──────── MATERIALS PROVIDED
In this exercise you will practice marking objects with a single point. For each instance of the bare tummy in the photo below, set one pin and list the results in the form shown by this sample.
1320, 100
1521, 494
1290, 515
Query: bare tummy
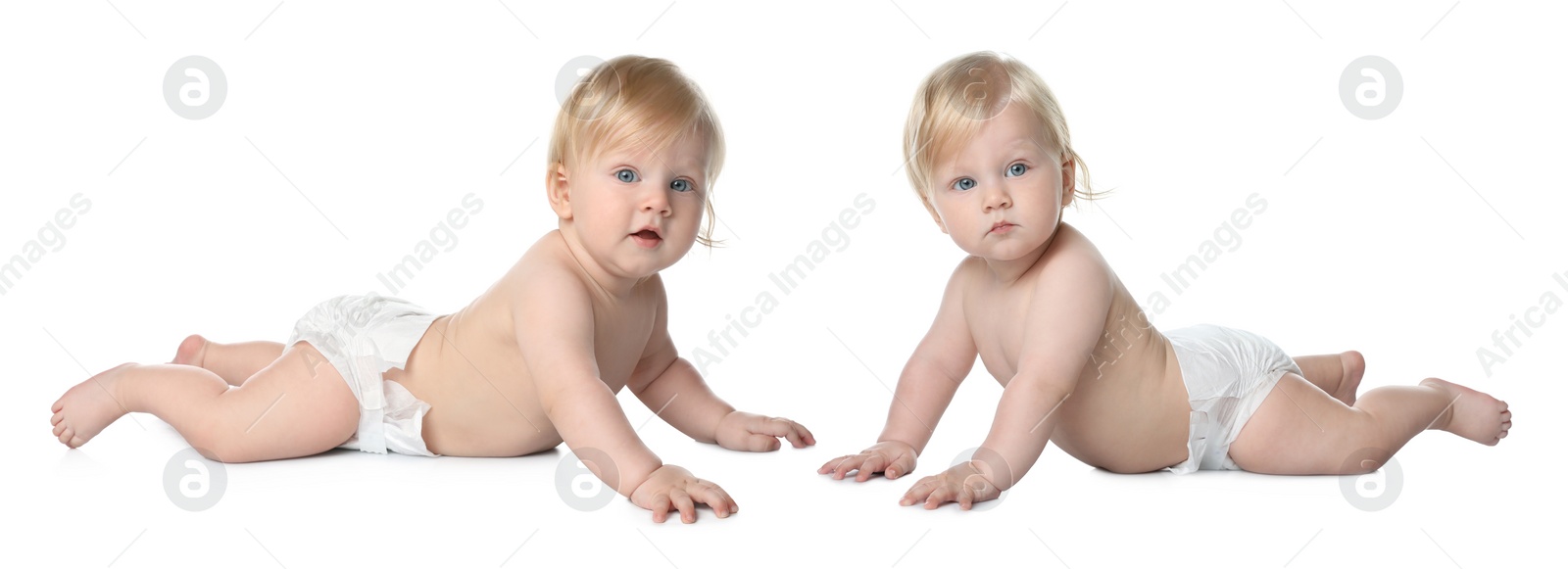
470, 370
1128, 411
────────────────
-- PROBLEM TO SOLVE --
Write down all the entries exactly, but not the pictures they hold.

-- FINISHED EXERCISE --
In this exercise you will practice marking objects with a single point. For each instance of the bare tummy in the photo below, set one pin and list the results in the form shown by this sample.
1320, 100
1521, 494
1290, 515
Query: bare tummy
470, 370
1128, 411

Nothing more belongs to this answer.